#### DATA ENTRIES

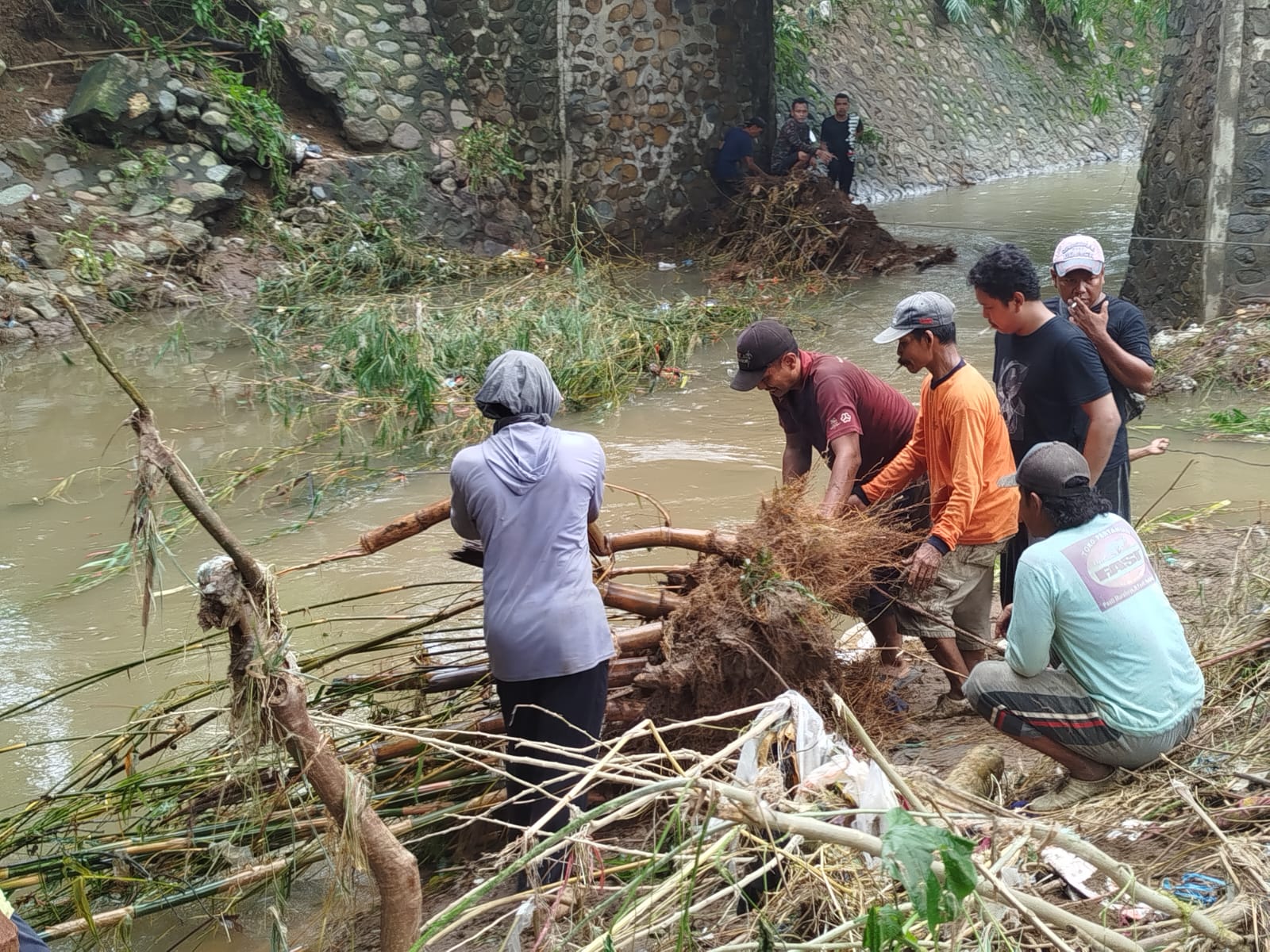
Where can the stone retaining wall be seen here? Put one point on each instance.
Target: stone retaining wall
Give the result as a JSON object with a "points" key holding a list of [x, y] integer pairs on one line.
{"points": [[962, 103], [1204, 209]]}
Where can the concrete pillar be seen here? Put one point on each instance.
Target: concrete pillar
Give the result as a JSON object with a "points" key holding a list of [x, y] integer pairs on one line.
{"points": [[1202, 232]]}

########
#### DATA ENTRIES

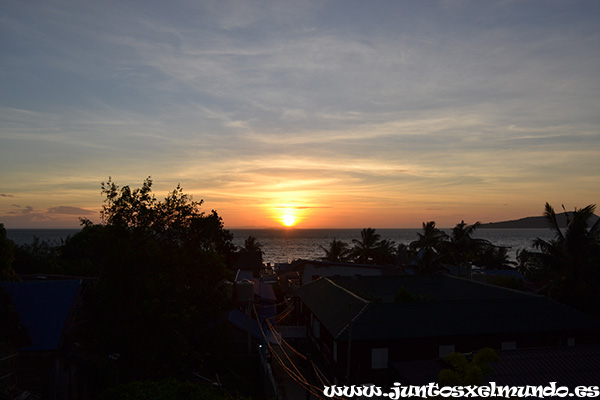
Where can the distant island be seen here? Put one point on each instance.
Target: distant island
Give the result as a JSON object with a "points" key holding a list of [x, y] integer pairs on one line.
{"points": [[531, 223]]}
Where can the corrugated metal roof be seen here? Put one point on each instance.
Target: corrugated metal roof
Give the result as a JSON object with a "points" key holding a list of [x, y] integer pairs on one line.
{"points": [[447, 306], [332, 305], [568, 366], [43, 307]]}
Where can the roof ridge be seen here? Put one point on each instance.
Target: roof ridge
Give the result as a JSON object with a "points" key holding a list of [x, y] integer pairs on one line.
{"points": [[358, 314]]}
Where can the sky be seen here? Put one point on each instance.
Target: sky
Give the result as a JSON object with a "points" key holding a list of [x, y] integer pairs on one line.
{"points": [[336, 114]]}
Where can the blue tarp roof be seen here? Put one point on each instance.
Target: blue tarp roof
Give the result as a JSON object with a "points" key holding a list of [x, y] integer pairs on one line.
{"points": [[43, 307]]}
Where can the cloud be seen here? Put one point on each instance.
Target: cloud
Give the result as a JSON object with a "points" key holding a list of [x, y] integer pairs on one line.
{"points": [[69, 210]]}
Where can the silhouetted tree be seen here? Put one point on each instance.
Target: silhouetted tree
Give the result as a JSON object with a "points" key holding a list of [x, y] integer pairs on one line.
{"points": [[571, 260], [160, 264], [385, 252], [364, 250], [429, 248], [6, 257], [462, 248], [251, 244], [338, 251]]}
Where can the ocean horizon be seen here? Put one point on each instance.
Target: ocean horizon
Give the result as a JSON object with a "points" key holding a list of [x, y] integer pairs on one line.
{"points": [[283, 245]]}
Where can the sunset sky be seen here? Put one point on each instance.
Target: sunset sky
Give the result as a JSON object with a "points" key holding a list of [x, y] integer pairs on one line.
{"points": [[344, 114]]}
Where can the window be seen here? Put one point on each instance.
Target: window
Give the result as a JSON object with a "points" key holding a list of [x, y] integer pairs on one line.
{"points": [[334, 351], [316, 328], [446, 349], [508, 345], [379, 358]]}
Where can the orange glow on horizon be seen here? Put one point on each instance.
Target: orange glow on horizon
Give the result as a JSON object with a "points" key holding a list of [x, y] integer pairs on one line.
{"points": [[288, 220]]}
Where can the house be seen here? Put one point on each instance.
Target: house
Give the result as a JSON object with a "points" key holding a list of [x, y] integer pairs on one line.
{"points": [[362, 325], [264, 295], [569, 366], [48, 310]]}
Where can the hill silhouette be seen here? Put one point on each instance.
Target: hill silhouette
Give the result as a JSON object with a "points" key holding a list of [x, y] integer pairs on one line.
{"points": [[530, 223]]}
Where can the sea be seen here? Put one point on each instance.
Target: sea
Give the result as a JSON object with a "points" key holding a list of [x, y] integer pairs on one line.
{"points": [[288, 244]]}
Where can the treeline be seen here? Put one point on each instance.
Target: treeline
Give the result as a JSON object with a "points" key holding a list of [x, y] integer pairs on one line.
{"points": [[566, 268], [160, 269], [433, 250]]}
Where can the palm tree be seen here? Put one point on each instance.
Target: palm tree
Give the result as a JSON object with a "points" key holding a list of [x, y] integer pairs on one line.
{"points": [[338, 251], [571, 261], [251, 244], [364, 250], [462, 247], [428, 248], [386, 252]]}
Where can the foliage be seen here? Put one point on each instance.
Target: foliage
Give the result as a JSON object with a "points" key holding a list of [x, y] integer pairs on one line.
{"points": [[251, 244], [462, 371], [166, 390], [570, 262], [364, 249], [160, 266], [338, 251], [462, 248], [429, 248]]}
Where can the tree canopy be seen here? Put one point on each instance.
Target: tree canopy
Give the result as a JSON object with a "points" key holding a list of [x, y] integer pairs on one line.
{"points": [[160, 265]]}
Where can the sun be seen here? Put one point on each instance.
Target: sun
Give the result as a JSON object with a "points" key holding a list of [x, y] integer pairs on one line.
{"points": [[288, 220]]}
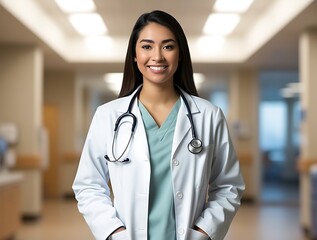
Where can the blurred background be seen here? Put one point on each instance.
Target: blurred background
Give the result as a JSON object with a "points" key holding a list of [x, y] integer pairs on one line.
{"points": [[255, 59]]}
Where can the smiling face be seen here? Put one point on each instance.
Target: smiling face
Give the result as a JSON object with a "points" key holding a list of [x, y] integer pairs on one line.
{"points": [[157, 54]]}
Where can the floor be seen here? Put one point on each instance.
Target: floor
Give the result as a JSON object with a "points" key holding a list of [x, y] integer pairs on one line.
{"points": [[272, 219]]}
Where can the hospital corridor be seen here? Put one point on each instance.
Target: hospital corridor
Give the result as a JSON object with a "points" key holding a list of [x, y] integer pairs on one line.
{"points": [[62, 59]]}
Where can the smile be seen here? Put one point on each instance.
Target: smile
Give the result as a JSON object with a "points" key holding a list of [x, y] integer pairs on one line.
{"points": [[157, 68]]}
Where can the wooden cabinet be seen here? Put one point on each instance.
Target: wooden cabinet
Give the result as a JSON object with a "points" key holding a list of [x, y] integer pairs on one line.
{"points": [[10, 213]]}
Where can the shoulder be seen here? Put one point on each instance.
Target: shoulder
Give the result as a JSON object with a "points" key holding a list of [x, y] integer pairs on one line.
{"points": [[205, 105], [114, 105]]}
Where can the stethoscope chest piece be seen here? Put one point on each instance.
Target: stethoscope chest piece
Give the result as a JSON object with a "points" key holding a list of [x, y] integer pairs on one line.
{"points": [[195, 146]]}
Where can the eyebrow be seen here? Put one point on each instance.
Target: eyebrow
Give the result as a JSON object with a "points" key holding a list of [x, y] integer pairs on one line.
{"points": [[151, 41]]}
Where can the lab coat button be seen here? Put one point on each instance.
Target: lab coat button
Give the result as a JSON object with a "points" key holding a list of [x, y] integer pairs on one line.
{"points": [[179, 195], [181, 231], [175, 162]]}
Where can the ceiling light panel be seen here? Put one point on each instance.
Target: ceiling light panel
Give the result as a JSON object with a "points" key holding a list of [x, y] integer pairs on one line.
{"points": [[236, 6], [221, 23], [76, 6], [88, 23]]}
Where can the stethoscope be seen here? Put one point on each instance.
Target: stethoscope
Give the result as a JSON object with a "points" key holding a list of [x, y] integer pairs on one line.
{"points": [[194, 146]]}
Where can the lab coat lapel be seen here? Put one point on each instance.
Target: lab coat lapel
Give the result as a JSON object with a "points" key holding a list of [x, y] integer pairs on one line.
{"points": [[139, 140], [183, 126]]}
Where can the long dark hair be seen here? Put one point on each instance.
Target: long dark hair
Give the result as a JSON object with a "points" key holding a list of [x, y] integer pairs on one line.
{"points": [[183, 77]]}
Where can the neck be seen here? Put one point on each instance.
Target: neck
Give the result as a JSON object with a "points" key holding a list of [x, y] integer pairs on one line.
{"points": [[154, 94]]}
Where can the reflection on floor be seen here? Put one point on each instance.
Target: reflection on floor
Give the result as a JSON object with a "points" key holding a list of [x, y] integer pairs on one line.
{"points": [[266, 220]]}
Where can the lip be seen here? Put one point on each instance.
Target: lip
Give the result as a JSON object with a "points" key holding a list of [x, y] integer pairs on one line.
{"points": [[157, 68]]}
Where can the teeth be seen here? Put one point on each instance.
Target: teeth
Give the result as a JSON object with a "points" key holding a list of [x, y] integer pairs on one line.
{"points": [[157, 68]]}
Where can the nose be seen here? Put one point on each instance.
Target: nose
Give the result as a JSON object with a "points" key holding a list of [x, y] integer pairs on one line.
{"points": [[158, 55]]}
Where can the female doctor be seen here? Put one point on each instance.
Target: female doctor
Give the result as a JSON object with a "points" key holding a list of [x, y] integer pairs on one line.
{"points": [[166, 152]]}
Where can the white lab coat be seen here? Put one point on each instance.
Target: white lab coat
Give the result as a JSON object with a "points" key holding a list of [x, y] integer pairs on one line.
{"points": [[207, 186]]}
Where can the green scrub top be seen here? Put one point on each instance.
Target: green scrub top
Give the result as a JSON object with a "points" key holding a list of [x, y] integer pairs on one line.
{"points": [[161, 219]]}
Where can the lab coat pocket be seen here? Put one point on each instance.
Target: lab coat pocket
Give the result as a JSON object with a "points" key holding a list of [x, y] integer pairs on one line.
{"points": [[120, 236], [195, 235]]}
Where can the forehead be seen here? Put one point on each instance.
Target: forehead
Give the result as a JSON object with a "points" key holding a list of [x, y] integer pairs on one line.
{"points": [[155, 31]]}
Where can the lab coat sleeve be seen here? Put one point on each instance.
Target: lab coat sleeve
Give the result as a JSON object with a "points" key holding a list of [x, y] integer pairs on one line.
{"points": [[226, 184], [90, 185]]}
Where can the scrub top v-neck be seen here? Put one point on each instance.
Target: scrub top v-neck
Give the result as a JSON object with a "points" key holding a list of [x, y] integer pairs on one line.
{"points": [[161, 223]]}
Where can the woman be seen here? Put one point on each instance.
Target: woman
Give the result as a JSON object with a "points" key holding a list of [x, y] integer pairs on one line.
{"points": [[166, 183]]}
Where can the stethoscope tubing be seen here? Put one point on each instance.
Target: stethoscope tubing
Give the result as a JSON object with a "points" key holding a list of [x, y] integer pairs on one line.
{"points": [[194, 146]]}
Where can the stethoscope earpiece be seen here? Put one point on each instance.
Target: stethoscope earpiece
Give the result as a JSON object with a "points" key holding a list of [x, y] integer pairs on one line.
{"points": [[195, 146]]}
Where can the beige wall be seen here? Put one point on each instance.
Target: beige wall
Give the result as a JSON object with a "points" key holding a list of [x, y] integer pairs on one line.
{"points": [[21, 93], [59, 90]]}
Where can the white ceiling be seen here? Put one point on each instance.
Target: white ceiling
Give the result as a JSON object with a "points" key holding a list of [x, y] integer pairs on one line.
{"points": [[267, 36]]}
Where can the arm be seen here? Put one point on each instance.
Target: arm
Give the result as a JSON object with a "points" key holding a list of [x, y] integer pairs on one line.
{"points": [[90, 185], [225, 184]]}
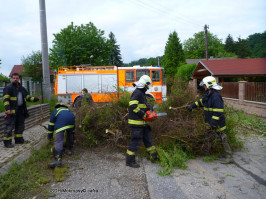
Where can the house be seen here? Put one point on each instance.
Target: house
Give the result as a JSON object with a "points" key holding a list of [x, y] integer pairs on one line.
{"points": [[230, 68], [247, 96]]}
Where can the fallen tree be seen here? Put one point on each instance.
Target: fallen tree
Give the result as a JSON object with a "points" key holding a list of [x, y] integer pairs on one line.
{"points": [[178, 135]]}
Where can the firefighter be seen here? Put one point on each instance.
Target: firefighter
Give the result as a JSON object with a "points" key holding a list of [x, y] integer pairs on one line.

########
#### DATA ENTRIES

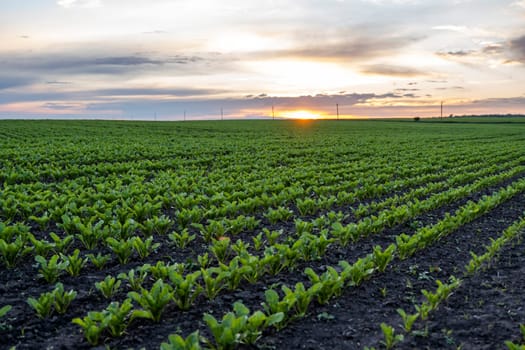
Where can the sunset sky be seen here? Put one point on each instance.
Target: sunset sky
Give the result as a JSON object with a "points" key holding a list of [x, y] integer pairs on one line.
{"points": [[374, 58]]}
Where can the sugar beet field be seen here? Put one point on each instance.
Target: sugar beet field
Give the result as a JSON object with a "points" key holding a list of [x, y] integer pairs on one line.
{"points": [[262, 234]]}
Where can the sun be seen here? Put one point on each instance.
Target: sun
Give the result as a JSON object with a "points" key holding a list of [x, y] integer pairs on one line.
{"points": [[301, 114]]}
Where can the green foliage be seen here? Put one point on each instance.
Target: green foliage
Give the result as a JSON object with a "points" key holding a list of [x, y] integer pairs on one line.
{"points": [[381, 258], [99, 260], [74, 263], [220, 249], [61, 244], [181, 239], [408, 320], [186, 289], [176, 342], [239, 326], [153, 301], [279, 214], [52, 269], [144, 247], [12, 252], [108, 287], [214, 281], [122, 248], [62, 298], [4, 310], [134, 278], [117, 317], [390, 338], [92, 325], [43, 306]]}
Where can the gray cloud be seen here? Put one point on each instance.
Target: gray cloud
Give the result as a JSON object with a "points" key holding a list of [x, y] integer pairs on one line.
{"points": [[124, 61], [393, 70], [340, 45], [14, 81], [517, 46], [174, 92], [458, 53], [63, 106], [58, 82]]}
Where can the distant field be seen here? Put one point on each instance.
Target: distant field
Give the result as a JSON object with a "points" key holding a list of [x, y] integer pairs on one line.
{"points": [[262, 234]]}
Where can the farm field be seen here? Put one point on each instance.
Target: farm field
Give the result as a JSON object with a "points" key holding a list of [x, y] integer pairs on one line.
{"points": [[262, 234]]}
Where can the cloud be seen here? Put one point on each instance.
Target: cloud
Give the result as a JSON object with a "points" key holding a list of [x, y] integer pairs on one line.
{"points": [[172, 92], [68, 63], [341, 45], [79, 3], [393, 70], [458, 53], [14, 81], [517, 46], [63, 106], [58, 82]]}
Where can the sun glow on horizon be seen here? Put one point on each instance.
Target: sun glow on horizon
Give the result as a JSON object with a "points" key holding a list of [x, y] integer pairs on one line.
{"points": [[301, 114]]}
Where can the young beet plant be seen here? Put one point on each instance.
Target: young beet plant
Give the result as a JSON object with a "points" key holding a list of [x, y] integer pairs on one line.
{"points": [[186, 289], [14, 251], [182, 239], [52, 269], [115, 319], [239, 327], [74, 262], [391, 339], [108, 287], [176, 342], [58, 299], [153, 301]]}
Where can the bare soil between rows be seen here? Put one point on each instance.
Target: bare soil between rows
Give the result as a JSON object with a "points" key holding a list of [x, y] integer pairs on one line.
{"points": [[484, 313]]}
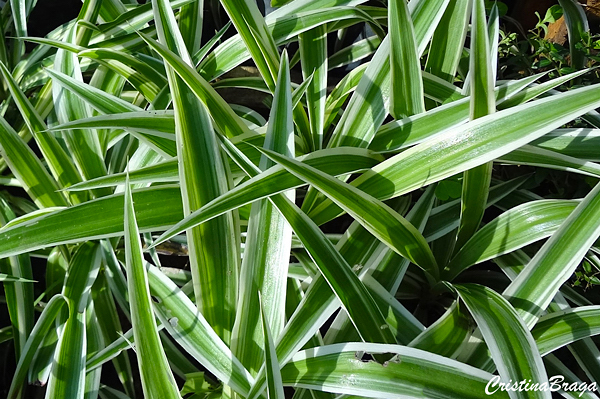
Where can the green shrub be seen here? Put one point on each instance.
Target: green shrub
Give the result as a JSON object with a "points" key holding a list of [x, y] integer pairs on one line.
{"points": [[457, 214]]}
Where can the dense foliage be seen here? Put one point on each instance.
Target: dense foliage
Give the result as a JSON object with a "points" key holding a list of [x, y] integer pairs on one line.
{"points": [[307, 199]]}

########

◆ **THE PROBLEM**
Report every line above that contains the word "young", copying each one in full.

◆ **TASK RESPONSE**
Where can the young beet plant be seen here? Put one point on each instance.
Target: young beet plant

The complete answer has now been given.